Your objective
Render every one of the rows below as a numbered list, leaving out any blank lines.

---------- Input records

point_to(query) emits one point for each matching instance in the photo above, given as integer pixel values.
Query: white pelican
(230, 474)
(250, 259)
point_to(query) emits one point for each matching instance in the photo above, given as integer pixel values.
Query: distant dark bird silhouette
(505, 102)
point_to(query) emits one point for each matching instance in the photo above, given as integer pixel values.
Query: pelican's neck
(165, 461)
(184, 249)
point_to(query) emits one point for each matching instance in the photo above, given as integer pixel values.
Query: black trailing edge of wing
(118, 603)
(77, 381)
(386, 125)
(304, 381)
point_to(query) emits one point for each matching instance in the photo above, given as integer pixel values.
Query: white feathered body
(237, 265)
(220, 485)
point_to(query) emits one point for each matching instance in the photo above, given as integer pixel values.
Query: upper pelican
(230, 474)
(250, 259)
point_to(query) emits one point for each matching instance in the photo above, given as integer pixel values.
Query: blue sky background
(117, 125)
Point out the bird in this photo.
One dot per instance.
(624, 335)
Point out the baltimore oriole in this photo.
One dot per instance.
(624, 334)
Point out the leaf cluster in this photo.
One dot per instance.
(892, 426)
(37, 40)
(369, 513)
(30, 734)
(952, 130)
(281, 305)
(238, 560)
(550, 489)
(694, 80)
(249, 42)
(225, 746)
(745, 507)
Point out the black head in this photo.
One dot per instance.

--------------------

Answer for this exercise
1. point_to(query) emits one point for each matching instance in the photo above, given as integer pixel values.
2. Query: white pelican
3. (230, 474)
4. (250, 259)
5. point_to(query) emits one point for each matching instance in the photo above, given as integer pixel values.
6. Query: distant dark bird silhouette
7. (505, 102)
8. point_to(query) emits one point for each matching instance in the photo above, given as integer pixel values.
9. Query: pelican's neck
10. (165, 461)
11. (184, 249)
12. point_to(query) emits one point for each matching instance in the photo above, given as integer pixel values.
13. Query: black trailing edge of wing
14. (118, 603)
15. (77, 381)
16. (386, 125)
17. (304, 381)
18. point_to(query) emits one point for each matching instance in the photo above, given as integer pixel values.
19. Query: white feathered body
20. (237, 265)
21. (220, 485)
22. point_to(query) emits one point for each matching instance in the photo above, given as integer pixel values.
23. Query: upper pelican
24. (230, 474)
25. (250, 259)
26. point_to(query) emits one point for each matching instance in the photo above, given as integer pixel values.
27. Query: blue sky background
28. (117, 125)
29. Point out the bird in this photo.
30. One dot per instance.
31. (624, 335)
32. Point out the baltimore oriole in this photo.
33. One dot per instance.
34. (624, 334)
35. Point out the leaf cluster in this photo.
36. One dot per instance.
37. (892, 426)
38. (37, 40)
39. (369, 513)
40. (30, 734)
41. (952, 130)
42. (281, 305)
43. (238, 560)
44. (550, 489)
45. (694, 80)
46. (249, 42)
47. (225, 746)
48. (745, 507)
49. Point out the black head in this photo.
50. One dot per instance.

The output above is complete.